- TASK GOAL -
Everything from the line with "Reviewer note: confirm that every instance of the red panel" to the end of the data should be restated word for word, and nothing before it.

- MATERIAL PROVIDED -
====================
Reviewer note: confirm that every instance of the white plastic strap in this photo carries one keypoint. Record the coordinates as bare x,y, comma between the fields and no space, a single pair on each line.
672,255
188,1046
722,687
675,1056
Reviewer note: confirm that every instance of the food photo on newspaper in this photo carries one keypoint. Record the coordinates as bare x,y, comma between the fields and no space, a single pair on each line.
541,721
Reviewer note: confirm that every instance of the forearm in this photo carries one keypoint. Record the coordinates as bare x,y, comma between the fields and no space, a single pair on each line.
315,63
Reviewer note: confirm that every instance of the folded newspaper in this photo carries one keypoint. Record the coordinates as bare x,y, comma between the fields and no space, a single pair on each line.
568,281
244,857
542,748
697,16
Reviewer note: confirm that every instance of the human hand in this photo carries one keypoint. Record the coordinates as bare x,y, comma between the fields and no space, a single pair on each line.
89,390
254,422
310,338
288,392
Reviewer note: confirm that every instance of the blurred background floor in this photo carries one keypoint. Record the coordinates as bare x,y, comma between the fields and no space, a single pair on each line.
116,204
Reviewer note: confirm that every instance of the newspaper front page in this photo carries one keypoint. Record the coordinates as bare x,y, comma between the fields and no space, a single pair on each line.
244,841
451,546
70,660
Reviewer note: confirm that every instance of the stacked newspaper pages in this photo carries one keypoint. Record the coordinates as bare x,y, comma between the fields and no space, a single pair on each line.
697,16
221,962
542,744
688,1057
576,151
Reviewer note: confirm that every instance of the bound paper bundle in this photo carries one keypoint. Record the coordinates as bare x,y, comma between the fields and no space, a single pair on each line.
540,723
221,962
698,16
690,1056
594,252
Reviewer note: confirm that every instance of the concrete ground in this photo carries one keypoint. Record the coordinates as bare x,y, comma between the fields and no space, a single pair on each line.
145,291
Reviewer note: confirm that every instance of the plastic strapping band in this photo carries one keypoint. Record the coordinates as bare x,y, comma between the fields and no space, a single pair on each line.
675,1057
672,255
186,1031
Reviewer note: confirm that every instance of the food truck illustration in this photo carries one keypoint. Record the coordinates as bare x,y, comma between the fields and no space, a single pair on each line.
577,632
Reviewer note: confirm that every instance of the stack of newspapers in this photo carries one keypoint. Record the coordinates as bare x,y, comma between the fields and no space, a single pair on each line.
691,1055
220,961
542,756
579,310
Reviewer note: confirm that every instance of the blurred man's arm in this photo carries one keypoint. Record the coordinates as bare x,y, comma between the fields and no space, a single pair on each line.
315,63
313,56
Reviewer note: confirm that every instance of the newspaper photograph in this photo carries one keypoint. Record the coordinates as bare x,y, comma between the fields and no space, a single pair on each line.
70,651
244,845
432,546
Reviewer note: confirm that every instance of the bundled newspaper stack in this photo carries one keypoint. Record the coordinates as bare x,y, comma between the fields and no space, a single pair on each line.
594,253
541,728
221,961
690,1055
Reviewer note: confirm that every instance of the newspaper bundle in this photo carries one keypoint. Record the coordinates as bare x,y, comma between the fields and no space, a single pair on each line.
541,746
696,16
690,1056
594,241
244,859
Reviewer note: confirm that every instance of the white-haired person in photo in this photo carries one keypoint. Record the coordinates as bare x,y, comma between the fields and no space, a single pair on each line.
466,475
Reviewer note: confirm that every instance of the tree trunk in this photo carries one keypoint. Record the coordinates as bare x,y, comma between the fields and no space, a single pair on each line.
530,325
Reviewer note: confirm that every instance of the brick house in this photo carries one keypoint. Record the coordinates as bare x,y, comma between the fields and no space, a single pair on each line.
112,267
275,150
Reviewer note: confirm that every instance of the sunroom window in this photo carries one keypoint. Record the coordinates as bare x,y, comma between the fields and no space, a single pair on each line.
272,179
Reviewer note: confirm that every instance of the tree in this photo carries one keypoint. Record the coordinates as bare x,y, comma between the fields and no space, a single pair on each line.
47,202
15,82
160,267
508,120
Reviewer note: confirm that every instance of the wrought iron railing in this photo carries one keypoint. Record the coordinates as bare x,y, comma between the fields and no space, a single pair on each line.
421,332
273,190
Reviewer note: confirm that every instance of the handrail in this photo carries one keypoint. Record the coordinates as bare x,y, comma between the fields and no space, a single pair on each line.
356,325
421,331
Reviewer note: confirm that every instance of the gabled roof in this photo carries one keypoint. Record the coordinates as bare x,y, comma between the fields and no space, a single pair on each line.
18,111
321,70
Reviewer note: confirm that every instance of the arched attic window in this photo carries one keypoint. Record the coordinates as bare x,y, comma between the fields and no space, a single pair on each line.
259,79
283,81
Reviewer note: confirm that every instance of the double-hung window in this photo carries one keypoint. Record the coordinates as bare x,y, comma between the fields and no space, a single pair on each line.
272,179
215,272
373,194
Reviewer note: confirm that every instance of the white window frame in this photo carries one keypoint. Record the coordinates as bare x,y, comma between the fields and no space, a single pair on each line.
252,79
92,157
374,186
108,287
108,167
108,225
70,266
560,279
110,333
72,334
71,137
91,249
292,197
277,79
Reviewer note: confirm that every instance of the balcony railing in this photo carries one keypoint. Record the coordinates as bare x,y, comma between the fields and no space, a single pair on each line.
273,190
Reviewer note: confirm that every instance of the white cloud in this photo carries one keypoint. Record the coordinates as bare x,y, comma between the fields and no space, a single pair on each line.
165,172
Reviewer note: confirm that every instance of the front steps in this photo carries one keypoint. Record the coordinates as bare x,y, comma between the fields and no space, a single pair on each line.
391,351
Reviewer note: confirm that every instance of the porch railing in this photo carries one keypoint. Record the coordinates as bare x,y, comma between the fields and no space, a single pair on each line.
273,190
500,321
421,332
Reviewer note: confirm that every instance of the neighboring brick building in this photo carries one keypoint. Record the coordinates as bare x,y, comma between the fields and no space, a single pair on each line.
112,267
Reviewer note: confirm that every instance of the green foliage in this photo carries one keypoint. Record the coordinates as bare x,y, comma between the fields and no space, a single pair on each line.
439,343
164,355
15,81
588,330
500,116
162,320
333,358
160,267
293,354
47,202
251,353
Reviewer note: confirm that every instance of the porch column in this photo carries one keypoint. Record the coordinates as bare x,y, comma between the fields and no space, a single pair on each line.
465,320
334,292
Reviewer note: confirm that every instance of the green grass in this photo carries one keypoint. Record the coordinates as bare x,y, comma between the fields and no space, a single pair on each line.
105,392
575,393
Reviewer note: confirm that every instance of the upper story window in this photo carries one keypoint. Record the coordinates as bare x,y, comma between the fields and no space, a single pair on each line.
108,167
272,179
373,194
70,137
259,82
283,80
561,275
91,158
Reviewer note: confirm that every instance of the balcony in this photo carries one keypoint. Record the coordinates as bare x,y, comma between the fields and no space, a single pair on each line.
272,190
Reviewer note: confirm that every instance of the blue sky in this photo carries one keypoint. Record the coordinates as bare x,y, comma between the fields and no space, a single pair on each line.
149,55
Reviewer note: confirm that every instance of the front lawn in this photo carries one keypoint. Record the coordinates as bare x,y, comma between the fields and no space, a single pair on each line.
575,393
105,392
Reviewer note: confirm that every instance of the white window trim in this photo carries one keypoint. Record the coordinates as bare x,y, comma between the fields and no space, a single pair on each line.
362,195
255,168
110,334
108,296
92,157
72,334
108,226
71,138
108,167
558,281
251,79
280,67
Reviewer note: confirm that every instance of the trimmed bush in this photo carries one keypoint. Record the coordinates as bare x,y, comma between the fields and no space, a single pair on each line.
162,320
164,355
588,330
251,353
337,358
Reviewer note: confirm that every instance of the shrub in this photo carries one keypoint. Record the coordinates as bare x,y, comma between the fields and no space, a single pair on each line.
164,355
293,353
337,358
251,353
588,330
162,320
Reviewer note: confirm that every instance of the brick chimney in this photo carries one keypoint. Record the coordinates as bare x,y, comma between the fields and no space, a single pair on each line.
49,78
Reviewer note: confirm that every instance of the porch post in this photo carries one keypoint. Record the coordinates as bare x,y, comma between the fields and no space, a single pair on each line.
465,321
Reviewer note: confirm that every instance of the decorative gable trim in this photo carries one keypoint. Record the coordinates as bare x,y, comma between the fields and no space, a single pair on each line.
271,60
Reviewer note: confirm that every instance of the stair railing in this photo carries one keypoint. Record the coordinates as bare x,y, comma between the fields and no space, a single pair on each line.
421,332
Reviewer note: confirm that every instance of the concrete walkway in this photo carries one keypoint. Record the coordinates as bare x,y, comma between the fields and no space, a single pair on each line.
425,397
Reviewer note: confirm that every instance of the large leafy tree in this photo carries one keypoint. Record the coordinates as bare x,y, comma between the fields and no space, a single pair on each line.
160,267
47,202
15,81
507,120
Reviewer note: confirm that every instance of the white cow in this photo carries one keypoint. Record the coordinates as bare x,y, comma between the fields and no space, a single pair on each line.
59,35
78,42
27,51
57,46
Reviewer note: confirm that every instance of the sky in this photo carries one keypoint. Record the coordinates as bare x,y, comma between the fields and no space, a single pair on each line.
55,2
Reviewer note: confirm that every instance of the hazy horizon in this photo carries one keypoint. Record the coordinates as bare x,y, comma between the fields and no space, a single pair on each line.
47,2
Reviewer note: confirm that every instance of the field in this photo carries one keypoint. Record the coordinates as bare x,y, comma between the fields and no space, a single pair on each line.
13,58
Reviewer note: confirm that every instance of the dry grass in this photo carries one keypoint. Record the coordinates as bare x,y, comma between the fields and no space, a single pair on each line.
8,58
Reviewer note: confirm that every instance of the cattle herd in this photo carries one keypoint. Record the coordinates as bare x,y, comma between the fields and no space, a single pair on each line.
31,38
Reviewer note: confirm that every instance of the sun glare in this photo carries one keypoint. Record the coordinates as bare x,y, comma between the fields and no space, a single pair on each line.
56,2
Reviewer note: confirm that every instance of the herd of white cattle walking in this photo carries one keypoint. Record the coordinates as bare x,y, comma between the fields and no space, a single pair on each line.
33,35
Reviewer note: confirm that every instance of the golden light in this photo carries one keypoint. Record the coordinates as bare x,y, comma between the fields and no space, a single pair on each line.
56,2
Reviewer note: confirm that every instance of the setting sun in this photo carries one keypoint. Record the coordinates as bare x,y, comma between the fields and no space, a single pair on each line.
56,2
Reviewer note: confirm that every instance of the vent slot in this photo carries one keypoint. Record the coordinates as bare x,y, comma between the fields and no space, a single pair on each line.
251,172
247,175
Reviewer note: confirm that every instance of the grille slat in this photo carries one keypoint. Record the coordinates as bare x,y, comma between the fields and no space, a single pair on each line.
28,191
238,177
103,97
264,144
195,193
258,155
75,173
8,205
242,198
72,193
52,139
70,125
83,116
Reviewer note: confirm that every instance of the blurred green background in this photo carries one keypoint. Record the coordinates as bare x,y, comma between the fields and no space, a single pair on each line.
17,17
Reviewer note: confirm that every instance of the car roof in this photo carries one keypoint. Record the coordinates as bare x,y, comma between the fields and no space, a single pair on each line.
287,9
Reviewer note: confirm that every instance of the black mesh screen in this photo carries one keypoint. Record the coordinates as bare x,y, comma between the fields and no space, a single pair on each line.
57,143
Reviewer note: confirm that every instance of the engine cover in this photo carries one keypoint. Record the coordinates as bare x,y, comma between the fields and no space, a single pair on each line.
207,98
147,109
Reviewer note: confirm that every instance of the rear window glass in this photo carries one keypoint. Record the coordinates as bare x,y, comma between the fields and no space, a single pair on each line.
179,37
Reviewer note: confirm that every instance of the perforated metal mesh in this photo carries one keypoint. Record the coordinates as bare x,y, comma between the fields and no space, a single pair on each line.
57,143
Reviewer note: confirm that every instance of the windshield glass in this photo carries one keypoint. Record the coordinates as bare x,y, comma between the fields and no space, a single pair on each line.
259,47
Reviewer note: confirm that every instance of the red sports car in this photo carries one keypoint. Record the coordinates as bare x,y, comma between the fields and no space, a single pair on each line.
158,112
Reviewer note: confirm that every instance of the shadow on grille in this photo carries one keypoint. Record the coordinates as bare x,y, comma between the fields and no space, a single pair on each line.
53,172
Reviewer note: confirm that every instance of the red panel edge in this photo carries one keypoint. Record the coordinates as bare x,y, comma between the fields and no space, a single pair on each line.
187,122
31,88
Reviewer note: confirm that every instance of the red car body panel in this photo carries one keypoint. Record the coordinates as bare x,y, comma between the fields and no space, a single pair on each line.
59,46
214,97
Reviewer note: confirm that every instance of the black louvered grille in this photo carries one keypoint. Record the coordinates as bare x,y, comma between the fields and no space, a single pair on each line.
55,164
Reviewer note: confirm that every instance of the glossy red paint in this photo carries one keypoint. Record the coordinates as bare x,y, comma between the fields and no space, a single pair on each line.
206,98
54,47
====================
- RESULT OF THIS EXERCISE -
Reviewer note: confirm that every instance of the red panel edge in this photo carries one keypoint. Record the coordinates as bare x,y, comma between the fields and no space, a single pair on each line.
187,122
31,88
Reviewer note: confirm that every instance of the red car body panel in this photo carries one keypoint. Record the coordinates as bare x,y, comma between the fields and no space, a single pair on each line.
59,46
214,97
Reviewer note: confirm that every instance of the black louvered grille in this photo carries one keypoint. Record the coordinates as bare x,y, comma between the fields and no space, a single pair on each line.
55,164
Reviewer note: confirm that every instance of the glossy red paint in this photo carries one keypoint. Record the coordinates as bare x,y, comma between the fields and no space, a single pair on each line.
206,98
54,47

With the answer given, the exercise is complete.